» **About this exercise**
Start to finish, repeat the records exactly.

» **Available data**
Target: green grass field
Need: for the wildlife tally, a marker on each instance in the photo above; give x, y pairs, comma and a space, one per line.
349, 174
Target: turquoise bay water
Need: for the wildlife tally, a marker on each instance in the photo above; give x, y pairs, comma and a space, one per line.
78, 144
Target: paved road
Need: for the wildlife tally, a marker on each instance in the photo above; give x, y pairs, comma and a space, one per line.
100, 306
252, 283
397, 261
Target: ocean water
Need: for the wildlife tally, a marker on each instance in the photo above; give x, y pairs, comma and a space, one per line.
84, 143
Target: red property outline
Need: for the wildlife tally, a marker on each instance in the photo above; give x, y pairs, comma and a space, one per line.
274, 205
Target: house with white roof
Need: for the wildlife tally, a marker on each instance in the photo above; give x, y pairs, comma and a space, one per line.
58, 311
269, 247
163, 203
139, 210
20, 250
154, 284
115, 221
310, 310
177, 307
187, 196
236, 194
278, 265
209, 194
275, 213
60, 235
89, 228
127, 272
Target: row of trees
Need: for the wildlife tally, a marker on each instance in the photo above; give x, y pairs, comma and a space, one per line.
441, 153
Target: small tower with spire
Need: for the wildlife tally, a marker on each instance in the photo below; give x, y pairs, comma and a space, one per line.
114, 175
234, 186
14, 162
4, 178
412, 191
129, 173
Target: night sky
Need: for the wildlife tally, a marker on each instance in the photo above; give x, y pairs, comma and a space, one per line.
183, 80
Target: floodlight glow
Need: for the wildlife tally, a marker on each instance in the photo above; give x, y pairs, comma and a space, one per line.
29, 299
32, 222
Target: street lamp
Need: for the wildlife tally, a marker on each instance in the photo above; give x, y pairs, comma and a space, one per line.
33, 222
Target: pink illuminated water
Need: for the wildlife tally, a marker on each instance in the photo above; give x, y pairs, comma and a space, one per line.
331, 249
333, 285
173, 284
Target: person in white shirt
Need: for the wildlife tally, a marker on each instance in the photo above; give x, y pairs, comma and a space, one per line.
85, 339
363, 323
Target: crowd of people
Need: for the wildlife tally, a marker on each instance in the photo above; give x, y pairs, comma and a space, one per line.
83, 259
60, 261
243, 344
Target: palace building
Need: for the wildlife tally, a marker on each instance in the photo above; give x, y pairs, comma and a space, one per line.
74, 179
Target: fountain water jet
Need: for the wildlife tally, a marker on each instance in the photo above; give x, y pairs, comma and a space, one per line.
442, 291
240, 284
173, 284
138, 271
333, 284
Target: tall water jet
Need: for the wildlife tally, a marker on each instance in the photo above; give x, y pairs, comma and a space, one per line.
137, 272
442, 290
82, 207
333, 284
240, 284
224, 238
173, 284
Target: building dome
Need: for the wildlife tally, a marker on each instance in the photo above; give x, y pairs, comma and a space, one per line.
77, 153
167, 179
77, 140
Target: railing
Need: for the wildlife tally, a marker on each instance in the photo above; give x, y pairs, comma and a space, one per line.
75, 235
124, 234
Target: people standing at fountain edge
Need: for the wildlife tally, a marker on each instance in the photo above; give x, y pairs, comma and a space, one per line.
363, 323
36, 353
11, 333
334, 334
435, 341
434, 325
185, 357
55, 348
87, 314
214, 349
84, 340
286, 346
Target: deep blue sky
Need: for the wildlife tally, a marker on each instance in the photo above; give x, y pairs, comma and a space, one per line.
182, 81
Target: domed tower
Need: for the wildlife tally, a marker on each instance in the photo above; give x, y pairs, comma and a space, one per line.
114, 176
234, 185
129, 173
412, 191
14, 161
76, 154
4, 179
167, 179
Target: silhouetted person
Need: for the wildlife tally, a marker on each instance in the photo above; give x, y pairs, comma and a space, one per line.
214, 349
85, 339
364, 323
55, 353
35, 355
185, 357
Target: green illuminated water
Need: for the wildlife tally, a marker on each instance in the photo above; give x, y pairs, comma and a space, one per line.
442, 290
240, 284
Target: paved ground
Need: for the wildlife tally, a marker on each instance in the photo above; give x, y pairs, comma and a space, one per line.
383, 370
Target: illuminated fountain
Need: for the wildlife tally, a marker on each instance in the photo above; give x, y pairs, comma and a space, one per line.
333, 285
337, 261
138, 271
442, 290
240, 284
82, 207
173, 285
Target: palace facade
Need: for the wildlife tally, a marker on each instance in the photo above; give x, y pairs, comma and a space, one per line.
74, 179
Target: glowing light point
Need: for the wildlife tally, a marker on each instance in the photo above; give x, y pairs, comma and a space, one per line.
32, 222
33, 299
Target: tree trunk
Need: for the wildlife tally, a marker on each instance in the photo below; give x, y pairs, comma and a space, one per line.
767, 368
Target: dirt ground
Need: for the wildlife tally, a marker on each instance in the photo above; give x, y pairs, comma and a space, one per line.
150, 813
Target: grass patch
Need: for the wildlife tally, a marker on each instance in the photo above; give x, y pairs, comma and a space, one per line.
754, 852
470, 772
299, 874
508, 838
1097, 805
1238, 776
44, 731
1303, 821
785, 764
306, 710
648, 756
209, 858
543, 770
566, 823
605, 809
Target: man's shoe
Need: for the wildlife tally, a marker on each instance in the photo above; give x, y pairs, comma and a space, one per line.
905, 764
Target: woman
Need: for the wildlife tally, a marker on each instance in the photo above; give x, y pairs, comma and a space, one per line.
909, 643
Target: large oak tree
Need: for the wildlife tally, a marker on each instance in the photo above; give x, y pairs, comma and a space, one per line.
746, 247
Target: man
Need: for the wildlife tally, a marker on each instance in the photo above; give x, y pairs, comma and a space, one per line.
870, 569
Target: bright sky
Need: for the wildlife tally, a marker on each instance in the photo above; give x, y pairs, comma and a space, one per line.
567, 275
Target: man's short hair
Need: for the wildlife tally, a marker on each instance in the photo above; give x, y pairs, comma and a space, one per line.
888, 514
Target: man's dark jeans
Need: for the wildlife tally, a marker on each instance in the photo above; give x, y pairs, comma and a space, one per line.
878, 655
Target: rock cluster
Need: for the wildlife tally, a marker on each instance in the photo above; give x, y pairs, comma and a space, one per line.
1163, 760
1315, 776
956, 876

» **Written response**
Target: green grass field
Need: for the wildlife tally, a marker on each instance in the photo above; give x, y pairs, comma and a space, one per line.
349, 174
Target: turquoise bay water
Need: for the wildlife tally, a marker on each instance in the photo above; give x, y pairs, comma and a space, one per line.
78, 144
Target: paved road
Need: for the wildlife tally, a marker on each instance in the photo above; give x, y pairs, comma and a space, one per line.
100, 306
252, 283
397, 261
Target: ocean water
Need: for the wildlife tally, a marker on each instance in the photo above; give x, y pairs, comma and a space, one per line.
84, 143
Target: red property outline
Need: for the wildlife tally, a marker on each instance in the photo above; give x, y pairs, comma and a space, one per line.
274, 205
Target: house with white roof
Need: for the wildlife tally, a marker on each instance in the photo above; give x, y pairs, comma and a space, one per line.
58, 311
269, 247
163, 203
139, 210
20, 250
154, 284
115, 221
310, 310
177, 307
187, 196
236, 194
278, 265
209, 194
275, 213
60, 235
89, 228
127, 272
Target: row of trees
Need: for the wildlife tally, a marker on each instance in the photo above; give x, y pairs, comma and a space, one per line.
441, 153
Target: small tower with spire
Need: for the wildlife tally, a marker on each instance in the photo below; give x, y pairs, comma and a space, one per line.
114, 175
234, 186
14, 162
4, 178
412, 191
129, 173
Target: night sky
Need: for the wildlife tally, a marker on each instance in the photo above; give x, y pairs, comma and a space, one per line.
183, 80
Target: floodlight glow
Need: for the wildlife tally, a marker on each instance in the photo above; give x, y pairs, comma and a space, one per line.
29, 299
32, 222
Target: street lamp
Need: for the wildlife tally, a marker on each instance in the photo above; give x, y pairs, comma and a space, one per line.
33, 222
Target: pink illuminated water
Need: for the wildlife tally, a marker on each instance in the photo above; give x, y pairs, comma and a space, one per line.
331, 249
333, 285
173, 284
Target: person in white shirt
Need: for the wildlife tally, a marker on each instance in the photo above; give x, y pairs, comma and a space, one per line.
85, 339
363, 323
Target: crowd of people
Need: for the wildlife tally, a marker on each instance in the photo above; give x, y pairs, comma and a space, one per line.
83, 259
60, 261
243, 344
Target: palace building
Need: for the wildlife tally, a marker on each instance in the photo above; give x, y pairs, comma and a space, one per line.
74, 179
Target: fountain water jet
Need: for the wildlife tally, a marker on each instance in the photo above; give x, y pairs, comma and a space, one per line.
442, 291
240, 284
173, 284
138, 271
333, 284
Target: tall water jet
Need: for the wildlife tally, a marker on each instance in the photo above; give x, y pairs, comma and a space, one per line.
137, 272
442, 290
82, 207
333, 284
240, 284
224, 238
173, 284
Target: building dome
Need: for the wildlife tally, a marker on each instance in the photo above; give x, y pairs, comma and a space, one per line.
77, 153
167, 179
77, 140
Target: railing
Need: for the wildlife tally, a marker on each instance in the photo above; give x, y pairs, comma and a space, one per line.
75, 235
124, 234
Target: people standing at fountain edge
Need: for the wildlife tally, a marker on each instance in the photo above; give x, y pairs, comma and a space, one per line.
363, 323
36, 353
11, 333
334, 334
435, 341
434, 325
185, 357
55, 348
87, 314
214, 349
84, 340
286, 346
Target: deep blue sky
Need: for the wildlife tally, a marker on each instance in the photo above; give x, y pairs, comma and a space, one per line.
182, 81
Target: domed tower
Need: for the wildlife tally, a marker on each instance in the photo above; give x, y pairs, comma and a space, one per line.
114, 176
234, 185
129, 173
412, 191
14, 161
76, 154
4, 179
167, 179
Target: silhouetted person
Need: for the wildlife tally, a marker on each instance in the photo above; give x, y pairs, comma and a space, one per line.
214, 349
85, 339
364, 323
55, 353
35, 355
185, 357
Target: green illuminated water
Need: for the wildlife tally, a marker on each instance in the photo above; give x, y pairs, comma and a space, one per line.
442, 290
240, 284
Target: paved ground
Need: for the wildlife tally, a marker on each instance in the photo above; give x, y pairs, comma and a space, one per line.
383, 370
Target: illuminated fountain
Need: for the wildlife tally, a marker on each instance in the photo above; give x, y pairs, comma and a space, one per line.
333, 285
337, 261
138, 271
442, 290
240, 284
82, 207
173, 285
Target: palace facade
Need: for the wildlife tally, a marker on each instance in the photo above; give x, y pairs, comma and a space, one per line.
74, 179
Target: glowing light point
Need: for the wildlife tally, a marker on each instance in the photo above; give x, y pairs, comma and a space, one per line.
32, 222
33, 299
Target: tree trunk
Need: for the wildlife tally, a marker on each instance in the photo below; give x, y pairs, comma and a space, one per line.
767, 368
Target: dirt ground
Need: for the wildlife tally, a marker on each instance in the photo above; give x, y pairs, comma and a space, one per line.
150, 813
Target: grass patch
Need: for the wildlife tally, a marker on each instance in the photo above; give x, y pairs, comma and a space, one per line.
754, 852
470, 772
299, 874
508, 838
1097, 805
1238, 776
44, 731
1303, 821
785, 764
306, 710
648, 756
209, 858
543, 770
566, 823
605, 809
Target: man's shoe
Need: for the wildlife tally, a marker on each instance in the photo above; give x, y pairs, comma and a space, one per line.
905, 764
Target: woman
Need: for the wildlife tally, a marker on each instance in the photo above; give x, y pairs, comma and a space, one per line.
909, 643
Target: large oak tree
Need: for the wildlife tally, a marker on each instance in the photo above; give x, y pairs, comma and a space, one per line.
746, 247
Target: man
Need: for the wildlife tally, a marker on each instance in the photo above; give x, y pairs, comma and a space, one per line.
870, 569
Target: bright sky
Need: for the wildlife tally, a marker on each instance in the photo above; give x, y pairs, comma and a space, one per line.
567, 275
Target: man's short hair
Need: for the wildlife tally, a marker on each instance in the photo above; give x, y pairs, comma and a space, one per line.
888, 514
Target: man's dark jeans
Need: for the wildlife tally, a marker on each instance in the photo above; give x, y pairs, comma and a space, one per line.
878, 655
Target: rock cluster
Need: for the wildlife tally, a marker on each instance in the photo above; give x, y pairs, comma and a space, one per line.
1163, 760
1315, 776
956, 876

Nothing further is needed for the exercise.